--- start of Excerpted passage ---

Throughout the description and claims of this specification, the word “comprise” and variations of the word, such as “comprising” and “comprises,” means “including but not limited to,” and is not intended to exclude, for example, other additives, components, integers or steps. “Exemplary” means “an example of” and is not intended to convey an indication of a preferred or ideal embodiment. “Such as” is not used in a restrictive sense, but for explanatory purposes.

Disclosed are components that can be used to perform the disclosed methods and systems. These and other components are disclosed herein, and it is understood that when combinations, subsets, interactions, groups, etc. of these components are disclosed that while specific reference of each various individual and collective combinations and permutation of these may not be explicitly disclosed, each is specifically contemplated and described herein, for all methods and systems. This applies to all aspects of this application including, but not limited to, steps in disclosed methods. Thus, if there are a variety of additional steps that can be performed it is understood that each of these additional steps can be performed with any specific embodiment or combination of embodiments of the disclosed methods.

The present methods and systems may be understood more readily by reference to the following detailed description of preferred embodiments and the Examples included therein and to the Figures and their previous and following description.

EVs (electric vehicles, which include PEVs (plug-in electric vehicles) and PHEVs (plug-in hybrid electric vehicles), require their batteries to be charged after use. In many instances, this charging occurs at charging stations away from the operator's home or other location where an electric meter related to that party is found. Similar to gasoline stations, there is a cost associated with “re-fueling” the batteries at these charging stations. However, unlike with petroleum based fuels, the costs associated with charging the batteries can be a few dollars or less as compared to fuel costs of tens to hundreds of dollars for internal combustion engine powered vehicles. Furthermore, electric utilities sell electricity to consumers normally after a credit check or other guarantees of payment are made. Additionally, a meter-based customer who owes money to the utility are easily found as they are related to the address of the meter and can be encouraged to pay debts by cutting off or threatening to cut off electrical service. On the other hand, mobile purchasers of electricity such as EV owners or drivers have no credit check and perhaps no static address within the domain of the electric utility. While credit cards may be a solution, the equipment for taking credit card charges is expensive to supply and maintain (requiring a network backhaul capability). Further, credit card charges are usually fixed fee plus a percentage of cost for sales of electricity. The credit card overhead associated with the cost to recharge a battery could be more than the charge for electricity used.

Therefore, systems and methods of payment are desired that provide payment to the electricity provider for the mobile electricity users. Described herein are embodiments of systems and methods that use micropayments to make the payment. In one aspect, a mobile device such as a cellular telephone (“cell phone”) is used to make the payments.

--- end of Excerpted passage ---

Reproduce the passage on paying for electric vehicle charging, starting at "Throughout the description" and ending at "for explanatory purposes.". The material that follows comes from a separate source.

--- start of Data ---

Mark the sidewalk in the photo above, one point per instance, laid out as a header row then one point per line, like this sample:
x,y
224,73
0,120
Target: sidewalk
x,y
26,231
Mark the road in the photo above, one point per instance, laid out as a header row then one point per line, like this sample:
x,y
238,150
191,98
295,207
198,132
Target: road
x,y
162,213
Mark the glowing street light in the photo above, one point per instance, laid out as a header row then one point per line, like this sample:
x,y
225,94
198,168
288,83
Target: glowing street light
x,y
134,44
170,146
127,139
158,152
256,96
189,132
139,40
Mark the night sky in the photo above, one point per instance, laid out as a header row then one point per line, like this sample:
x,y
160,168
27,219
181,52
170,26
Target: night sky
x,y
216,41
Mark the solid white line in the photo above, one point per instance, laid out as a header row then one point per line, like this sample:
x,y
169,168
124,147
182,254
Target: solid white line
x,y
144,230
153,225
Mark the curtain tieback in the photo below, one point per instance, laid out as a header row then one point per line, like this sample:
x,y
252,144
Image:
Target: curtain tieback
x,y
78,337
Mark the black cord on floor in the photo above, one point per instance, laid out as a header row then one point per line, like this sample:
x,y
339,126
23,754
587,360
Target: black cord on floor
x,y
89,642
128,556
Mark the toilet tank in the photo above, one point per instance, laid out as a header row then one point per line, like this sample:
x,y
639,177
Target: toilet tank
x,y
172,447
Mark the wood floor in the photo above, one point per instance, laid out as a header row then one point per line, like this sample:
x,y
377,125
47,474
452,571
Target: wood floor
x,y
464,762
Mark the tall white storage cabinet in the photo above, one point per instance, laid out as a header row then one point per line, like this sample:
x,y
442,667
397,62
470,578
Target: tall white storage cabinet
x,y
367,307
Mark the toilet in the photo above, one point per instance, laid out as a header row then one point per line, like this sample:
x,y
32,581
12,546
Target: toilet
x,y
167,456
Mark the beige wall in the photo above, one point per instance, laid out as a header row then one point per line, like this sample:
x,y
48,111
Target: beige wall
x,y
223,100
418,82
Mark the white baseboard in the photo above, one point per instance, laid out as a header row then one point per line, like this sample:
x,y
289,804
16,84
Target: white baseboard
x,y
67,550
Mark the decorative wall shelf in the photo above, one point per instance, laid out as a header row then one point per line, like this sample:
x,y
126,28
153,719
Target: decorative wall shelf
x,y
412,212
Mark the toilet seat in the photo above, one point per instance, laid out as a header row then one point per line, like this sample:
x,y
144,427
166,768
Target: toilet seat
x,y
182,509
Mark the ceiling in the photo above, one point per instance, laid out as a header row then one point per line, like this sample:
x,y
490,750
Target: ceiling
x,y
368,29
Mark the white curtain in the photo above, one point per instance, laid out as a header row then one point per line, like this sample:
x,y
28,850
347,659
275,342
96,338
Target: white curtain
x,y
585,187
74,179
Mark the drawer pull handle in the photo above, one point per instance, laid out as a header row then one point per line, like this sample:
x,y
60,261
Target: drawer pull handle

--- end of Data ---

=== Final result ===
Throughout the description and claims of this specification, the word “comprise” and variations of the word, such as “comprising” and “comprises,” means “including but not limited to,” and is not intended to exclude, for example, other additives, components, integers or steps. “Exemplary” means “an example of” and is not intended to convey an indication of a preferred or ideal embodiment. “Such as” is not used in a restrictive sense, but for explanatory purposes.